» USING THE INFORMATION:
a: Translate this sentence from the passage about Spc. Longee into Spanish: "She was taken to Good Shepherd Hospital in Wichita, Kansas."
b: From the passage about Spc. Longee, transcribe the text between "She produced a" and "back to Iraq.", inclusive.

» EXCERPT PROVIDED:
She produced a twelve-page statement. While producing that statement she had to reveal details about her treatment in Iraq. The emotional trauma of telling what happened to her was more then she could handle and she broke down.

When she returned home, she saw a therapist who visited her at her home and she became so distraught, the therapist recommended she be hospitalized. She was taken to Good Shepherd Hospital in Wichita, Kansas.

Relatives who called and visited her became concerned about what they considered to be overmedication. She was barely able to converse with them. Vague contacted her one morning and was told that she was not there. She called the Washington contacts and was informed after phone calls by them that the military had taken Longee to Ft. Hood early that morning. Initially Longee was told that she would be deployed back to Iraq.

Longee talked to her mother from Texas, however on the second day at military hospital, the phones suddenly quit working. All contact with family ceased. Her mother became very concerned and traveled to the Fort Hood military base where her daughter was being held. When her mother arrived she observed her daughter undergoing interrogation, which they called “the investigation”, for hours each day, for a week long, sometimes from morning till 6:00 in the evening. Each day when Vague was with her daughter after the interview, it was very apparent that she had been crying. Spc. Longee said they told her incident “wasn’t really rape” and “that she had allowed it to happen”. Vague says, “This isn’t an investigation it is pure torture and attempted brainwashing.”

On the night of the rape Longee was asleep and woke up with the perpetrator on top of her. The perpetrator first claimed that he had not had sex with her; DNA tests proved that to be a lie. He has never been charged, never deployed to Iraq, and remains on duty at Ft. Hood a year after the rape was reported.

» ENTRIES SHOWN:

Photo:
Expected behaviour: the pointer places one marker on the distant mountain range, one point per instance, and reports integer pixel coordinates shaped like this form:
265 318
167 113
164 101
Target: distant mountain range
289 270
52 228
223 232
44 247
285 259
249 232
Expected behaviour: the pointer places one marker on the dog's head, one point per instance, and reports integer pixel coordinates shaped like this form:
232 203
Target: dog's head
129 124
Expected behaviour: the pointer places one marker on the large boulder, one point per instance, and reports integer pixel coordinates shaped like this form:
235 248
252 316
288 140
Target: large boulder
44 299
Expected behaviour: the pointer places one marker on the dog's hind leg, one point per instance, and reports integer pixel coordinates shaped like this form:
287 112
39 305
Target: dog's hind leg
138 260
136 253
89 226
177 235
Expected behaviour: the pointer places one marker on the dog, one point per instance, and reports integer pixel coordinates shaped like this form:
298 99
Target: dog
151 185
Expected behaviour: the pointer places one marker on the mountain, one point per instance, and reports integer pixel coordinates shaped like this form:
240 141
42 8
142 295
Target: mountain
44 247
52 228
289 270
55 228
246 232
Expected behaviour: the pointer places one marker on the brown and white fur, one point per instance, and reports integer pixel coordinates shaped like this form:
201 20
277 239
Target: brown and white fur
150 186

--

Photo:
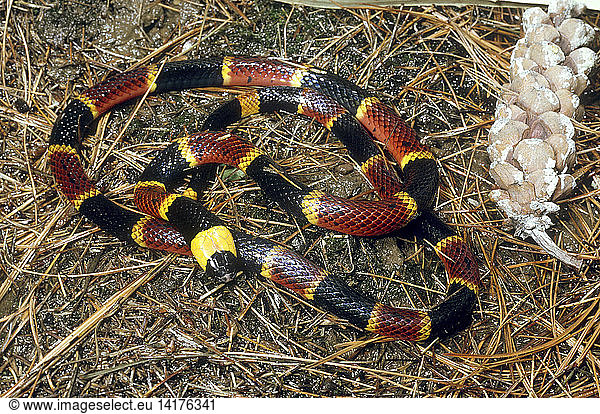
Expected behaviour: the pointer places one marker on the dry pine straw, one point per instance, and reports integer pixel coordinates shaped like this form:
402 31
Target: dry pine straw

» ANSWER SET:
a: La llevaron al Hospital Good Shepherd en Wichita, Kansas.

b:
She produced a twelve-page statement. While producing that statement she had to reveal details about her treatment in Iraq. The emotional trauma of telling what happened to her was more then she could handle and she broke down.

When she returned home, she saw a therapist who visited her at her home and she became so distraught, the therapist recommended she be hospitalized. She was taken to Good Shepherd Hospital in Wichita, Kansas.

Relatives who called and visited her became concerned about what they considered to be overmedication. She was barely able to converse with them. Vague contacted her one morning and was told that she was not there. She called the Washington contacts and was informed after phone calls by them that the military had taken Longee to Ft. Hood early that morning. Initially Longee was told that she would be deployed back to Iraq.